Исходный текст:
Опубликовано в журнале Дружба Народов, номер 5, 2013
Евгений Сидоров
. Записки из-под полы. — М.: Художественная литература, 2012.
С автором этой книги мы примерно в одно и то же время учились в одном — Московском — университете, но на разных факультетах, и знакомы не были, так что, скорее всего, встречались, не узнавая друг друга, то ли в библиотечном зале на Моховой, то ли на спортивных площадках Воробьевых (тогда Ленинских) гор, то ли в Доме культуры на углу Моховой и Большой Никитской (тогда Герцена), где начинал строить “Наш дом” Марк Розовский.
А познакомились позже, в конце 60-х, когда Евгений Сидоров работал в “Юности”, а я в “Вопросах литературы”, и, объединенные общим делом, а также многочисленными поездками, ближними и дальними, в которых человека хорошо узнаешь, сдружились, и дружба эта продолжается поныне, и не повредил ей даже неожиданно случившийся в начале 90-х годов стремительный карьерный взлет Сидорова на министерские, а затем посольские высоты. Власть не то чтобы вовсе не изменила его, так, наверное, не бывает, однако же ничуть не испортила и не развратила, и я не улавливаю никакого лукавства либо желания как-то оправдать себя задним числом в таком, например, рассуждении, явно основанном на личном опыте: “Общее мнение: власть портит человека. Рискну заметить, что не всегда, потому что человек во власти сам кое-чего стоит, и никакая власть его не испортит, если он к тому не будет склонен или вовремя откажется от нее. Наоборот, власть может обогатить частное лицо таким знанием и такими потенциями, которые и не снились обывателю. Надо только вовремя отделить себя и свой внутренний мир от формы, которая господствует при любом властно-бюрократическом строе”.
Удается, правда, не всем и не всегда. Евгению Сидорову, повторяю, удалось, и не зря, должно быть, осела в книге еще одна запись, сокровенно перекликающаяся с только что приведенной: “Ты сам, лично, разве не вкусил обольщения нового времени? Разве не получил интересную работу, общественное положение, возможность увидеть всю Россию? А сладковатый мед каких-никаких, но все-таки привилегий?.. Все так, все верно, и все же мед был отравлен. И шрамы в душе не заживают, несмотря на доводы рассудка”.

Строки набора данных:
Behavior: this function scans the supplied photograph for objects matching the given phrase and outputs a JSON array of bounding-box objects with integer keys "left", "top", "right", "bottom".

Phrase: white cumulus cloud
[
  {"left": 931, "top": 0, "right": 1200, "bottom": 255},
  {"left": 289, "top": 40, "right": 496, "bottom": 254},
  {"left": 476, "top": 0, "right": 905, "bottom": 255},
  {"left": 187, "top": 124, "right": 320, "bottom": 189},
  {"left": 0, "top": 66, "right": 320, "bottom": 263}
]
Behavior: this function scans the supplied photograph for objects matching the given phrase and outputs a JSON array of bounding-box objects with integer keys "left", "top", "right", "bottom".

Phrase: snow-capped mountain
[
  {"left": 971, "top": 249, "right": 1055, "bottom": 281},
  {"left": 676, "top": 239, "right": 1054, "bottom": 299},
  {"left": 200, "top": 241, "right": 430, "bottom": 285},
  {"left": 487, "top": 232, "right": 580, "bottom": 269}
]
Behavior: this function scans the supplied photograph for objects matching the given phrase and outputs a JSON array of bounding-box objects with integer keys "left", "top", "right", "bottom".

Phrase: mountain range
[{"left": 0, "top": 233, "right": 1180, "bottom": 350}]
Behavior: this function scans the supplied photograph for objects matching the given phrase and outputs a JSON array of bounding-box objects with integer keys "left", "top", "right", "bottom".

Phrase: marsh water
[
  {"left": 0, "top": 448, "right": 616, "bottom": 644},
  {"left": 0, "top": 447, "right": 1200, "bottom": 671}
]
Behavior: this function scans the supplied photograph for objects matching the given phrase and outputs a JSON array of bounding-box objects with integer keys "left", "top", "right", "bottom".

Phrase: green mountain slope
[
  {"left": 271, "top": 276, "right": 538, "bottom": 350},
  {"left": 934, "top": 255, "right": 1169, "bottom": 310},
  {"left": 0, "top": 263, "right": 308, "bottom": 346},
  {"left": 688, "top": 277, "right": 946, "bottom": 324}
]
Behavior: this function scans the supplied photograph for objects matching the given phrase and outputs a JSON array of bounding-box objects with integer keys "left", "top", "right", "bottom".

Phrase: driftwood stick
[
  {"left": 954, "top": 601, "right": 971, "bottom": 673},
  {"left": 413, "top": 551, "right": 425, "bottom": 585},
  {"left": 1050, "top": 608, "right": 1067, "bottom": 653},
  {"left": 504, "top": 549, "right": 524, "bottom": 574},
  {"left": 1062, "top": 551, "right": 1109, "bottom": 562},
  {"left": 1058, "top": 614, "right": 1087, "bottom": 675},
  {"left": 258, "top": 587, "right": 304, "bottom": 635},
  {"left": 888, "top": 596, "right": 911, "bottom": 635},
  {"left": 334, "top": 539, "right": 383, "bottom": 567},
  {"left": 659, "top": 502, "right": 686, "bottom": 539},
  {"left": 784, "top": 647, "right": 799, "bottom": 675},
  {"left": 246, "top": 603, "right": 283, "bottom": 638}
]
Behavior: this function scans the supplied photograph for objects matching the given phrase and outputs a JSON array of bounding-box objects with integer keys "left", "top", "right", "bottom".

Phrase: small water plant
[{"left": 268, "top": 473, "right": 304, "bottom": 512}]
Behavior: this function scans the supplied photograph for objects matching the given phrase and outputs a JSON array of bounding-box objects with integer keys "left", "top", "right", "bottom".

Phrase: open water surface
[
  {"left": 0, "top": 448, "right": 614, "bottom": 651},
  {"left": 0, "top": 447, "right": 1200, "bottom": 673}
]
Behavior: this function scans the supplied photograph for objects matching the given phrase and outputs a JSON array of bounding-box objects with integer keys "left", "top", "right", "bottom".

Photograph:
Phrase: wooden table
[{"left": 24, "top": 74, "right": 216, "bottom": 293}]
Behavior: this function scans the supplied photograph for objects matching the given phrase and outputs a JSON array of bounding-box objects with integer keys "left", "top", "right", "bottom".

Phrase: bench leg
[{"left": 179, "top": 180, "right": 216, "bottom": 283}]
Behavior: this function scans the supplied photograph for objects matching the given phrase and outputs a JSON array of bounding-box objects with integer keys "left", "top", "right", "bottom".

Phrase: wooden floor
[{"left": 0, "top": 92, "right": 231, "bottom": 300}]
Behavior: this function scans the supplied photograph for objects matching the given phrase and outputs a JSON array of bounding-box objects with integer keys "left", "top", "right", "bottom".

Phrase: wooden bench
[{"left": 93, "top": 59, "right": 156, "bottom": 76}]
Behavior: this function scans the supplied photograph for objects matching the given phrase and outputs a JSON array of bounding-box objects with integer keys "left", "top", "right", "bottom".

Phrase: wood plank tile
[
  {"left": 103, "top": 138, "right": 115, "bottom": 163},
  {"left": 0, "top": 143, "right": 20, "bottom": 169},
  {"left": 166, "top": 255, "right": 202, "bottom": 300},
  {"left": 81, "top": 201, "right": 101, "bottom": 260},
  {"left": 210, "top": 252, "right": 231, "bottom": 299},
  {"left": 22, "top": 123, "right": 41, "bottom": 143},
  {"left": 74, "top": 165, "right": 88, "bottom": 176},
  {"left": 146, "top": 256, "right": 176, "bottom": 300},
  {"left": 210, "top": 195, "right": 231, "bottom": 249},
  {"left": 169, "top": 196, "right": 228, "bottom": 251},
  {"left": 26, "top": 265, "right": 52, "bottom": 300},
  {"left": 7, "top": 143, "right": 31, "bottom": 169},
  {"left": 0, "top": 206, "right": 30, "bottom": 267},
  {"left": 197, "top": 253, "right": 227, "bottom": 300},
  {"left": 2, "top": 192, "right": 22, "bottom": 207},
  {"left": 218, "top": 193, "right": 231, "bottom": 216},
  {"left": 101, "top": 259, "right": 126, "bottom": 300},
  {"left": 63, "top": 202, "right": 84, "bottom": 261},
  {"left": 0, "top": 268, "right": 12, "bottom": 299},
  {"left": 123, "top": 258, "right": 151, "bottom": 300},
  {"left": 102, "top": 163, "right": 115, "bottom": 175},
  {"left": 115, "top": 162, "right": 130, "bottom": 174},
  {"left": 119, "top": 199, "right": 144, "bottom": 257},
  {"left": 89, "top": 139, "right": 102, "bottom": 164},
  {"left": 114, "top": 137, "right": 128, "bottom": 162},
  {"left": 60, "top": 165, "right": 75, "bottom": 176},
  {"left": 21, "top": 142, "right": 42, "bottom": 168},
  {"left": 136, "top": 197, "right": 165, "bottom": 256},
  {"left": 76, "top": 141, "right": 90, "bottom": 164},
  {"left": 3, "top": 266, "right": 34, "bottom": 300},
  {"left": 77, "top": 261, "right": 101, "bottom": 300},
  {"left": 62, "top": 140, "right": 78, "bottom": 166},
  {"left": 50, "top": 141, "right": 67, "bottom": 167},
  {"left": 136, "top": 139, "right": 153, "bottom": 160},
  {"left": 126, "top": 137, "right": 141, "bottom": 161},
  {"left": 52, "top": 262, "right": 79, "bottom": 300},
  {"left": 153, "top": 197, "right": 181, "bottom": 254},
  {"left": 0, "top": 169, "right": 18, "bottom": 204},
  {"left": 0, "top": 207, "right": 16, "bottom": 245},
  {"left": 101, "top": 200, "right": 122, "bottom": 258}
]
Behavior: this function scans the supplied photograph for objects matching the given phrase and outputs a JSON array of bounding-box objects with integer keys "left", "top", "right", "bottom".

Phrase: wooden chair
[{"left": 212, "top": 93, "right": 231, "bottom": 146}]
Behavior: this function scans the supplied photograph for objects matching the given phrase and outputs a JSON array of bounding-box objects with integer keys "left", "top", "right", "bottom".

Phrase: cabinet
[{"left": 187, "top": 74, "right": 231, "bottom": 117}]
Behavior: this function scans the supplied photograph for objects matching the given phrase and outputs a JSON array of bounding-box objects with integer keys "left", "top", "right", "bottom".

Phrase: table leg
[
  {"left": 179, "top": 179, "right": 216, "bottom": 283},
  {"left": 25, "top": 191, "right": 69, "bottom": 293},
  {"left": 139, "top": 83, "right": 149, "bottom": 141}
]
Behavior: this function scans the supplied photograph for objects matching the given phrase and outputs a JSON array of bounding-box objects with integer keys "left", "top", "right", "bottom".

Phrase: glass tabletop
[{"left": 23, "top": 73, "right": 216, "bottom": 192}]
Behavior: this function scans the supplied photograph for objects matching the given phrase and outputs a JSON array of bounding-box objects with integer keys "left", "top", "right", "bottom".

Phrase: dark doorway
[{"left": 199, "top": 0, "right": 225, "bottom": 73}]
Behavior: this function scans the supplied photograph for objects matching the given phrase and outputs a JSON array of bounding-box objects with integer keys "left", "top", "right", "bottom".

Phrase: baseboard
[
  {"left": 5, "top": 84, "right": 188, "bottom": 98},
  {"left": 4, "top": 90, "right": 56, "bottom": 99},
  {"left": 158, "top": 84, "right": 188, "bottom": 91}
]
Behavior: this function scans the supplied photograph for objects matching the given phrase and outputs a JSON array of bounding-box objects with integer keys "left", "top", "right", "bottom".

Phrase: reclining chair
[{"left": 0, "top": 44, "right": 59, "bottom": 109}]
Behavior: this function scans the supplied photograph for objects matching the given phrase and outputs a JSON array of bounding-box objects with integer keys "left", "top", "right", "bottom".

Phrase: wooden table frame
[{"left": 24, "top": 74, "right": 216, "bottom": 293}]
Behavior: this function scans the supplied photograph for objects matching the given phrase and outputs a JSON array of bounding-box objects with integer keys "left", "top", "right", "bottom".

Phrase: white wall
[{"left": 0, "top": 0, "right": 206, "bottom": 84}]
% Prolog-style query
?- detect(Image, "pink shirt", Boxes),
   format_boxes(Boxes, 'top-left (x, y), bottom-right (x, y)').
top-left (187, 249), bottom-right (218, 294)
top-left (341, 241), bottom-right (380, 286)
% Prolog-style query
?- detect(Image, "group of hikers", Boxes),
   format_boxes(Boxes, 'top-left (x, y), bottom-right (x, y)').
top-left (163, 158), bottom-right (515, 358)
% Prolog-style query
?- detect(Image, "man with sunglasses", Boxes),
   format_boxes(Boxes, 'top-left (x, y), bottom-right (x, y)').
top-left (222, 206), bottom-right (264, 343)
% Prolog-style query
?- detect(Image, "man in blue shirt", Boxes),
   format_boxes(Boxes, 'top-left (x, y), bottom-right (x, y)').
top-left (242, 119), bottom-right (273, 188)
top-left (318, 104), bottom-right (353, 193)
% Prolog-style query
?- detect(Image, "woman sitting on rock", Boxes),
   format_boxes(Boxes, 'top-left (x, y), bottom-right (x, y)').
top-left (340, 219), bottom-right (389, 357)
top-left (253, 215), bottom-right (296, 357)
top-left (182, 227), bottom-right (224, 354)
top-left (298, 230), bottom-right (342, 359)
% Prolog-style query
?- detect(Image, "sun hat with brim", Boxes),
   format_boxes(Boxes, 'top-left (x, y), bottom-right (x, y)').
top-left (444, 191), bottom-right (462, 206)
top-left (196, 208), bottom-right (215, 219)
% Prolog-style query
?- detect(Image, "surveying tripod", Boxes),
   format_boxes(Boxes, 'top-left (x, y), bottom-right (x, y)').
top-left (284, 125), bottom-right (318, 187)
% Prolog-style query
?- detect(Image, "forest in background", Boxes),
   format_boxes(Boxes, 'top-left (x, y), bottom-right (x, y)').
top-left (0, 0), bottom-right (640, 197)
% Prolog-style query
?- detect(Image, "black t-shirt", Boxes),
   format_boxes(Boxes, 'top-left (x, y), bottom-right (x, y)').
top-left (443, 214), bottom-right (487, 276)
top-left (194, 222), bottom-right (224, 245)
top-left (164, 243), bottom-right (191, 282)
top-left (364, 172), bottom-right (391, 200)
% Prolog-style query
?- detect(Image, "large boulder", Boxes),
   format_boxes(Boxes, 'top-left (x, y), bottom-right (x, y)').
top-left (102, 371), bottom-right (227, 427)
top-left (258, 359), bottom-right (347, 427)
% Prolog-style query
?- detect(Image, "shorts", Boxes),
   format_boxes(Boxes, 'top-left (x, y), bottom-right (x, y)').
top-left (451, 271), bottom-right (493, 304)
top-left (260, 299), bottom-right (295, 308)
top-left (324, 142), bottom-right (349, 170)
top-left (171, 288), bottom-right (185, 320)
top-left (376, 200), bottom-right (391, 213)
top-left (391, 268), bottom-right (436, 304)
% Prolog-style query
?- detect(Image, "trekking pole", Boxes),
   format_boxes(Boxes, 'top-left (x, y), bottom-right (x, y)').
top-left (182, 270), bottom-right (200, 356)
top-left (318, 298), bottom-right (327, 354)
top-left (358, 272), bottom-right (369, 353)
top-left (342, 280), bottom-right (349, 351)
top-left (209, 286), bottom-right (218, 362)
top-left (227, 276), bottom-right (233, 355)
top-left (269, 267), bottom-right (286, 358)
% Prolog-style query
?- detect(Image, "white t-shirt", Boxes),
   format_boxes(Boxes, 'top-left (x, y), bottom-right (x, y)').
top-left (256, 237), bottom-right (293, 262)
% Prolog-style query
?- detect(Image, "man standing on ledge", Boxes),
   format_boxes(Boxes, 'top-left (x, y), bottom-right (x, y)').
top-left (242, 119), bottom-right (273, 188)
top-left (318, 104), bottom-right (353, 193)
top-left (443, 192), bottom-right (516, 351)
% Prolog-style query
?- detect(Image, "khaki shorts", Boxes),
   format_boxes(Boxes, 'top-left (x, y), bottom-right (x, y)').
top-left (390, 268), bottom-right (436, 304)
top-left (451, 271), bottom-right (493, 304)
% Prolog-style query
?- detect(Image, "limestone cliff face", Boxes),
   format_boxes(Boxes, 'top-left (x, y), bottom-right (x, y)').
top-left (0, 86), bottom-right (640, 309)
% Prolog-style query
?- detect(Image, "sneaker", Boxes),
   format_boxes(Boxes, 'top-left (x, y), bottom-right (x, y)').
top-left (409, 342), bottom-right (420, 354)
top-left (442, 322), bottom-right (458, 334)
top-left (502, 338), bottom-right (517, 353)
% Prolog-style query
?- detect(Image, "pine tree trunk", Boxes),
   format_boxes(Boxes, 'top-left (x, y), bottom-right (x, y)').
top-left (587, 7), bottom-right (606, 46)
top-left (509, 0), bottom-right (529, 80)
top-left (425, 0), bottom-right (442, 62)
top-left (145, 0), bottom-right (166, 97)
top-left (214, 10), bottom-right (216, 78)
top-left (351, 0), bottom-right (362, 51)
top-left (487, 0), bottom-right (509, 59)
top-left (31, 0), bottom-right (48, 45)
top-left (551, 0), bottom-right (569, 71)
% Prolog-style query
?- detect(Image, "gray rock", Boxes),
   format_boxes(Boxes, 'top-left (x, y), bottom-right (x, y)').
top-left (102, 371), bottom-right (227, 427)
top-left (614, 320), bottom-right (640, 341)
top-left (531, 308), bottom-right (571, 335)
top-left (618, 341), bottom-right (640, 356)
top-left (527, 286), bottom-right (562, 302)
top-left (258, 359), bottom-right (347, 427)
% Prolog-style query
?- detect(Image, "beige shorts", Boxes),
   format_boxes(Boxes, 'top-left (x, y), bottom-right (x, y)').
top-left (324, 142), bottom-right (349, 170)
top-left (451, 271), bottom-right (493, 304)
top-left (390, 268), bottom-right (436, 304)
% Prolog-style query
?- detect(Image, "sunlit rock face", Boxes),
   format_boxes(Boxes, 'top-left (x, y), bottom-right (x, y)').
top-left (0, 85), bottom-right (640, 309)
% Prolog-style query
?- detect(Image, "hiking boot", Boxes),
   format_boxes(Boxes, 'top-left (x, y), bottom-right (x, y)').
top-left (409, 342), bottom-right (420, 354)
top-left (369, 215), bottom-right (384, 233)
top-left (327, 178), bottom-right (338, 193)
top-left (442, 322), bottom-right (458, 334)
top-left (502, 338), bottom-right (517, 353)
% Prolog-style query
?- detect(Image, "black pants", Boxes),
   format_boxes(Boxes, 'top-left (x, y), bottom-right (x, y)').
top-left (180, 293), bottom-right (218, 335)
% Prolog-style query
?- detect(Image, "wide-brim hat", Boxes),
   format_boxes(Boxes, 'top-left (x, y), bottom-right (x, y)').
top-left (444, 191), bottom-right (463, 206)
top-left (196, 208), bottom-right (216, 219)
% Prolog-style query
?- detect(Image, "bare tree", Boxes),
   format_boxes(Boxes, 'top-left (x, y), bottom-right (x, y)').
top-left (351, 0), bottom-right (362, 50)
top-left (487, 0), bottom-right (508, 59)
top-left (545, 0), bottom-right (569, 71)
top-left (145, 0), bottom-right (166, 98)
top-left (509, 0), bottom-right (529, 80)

Задания:
**A.** Почему, по словам автора рецензии, он и Сидоров, скорее всего, встречались в университете, не узнавая друг друга? Ответьте в одном–трех предложениях.
**B.** Сколько строк содержат слово «black»? В ответе укажите только число.
Рецензия и строки никак не связаны между собой.

Решения упражнений:
**A.** Они примерно в одно и то же время учились в Московском университете, но на разных факультетах и знакомы не были. Поэтому они могли встречаться в библиотечном зале на Моховой, на спортивных площадках Воробьевых гор или в Доме культуры на углу Моховой и Большой Никитской и не узнавать друг друга.

**B.** 2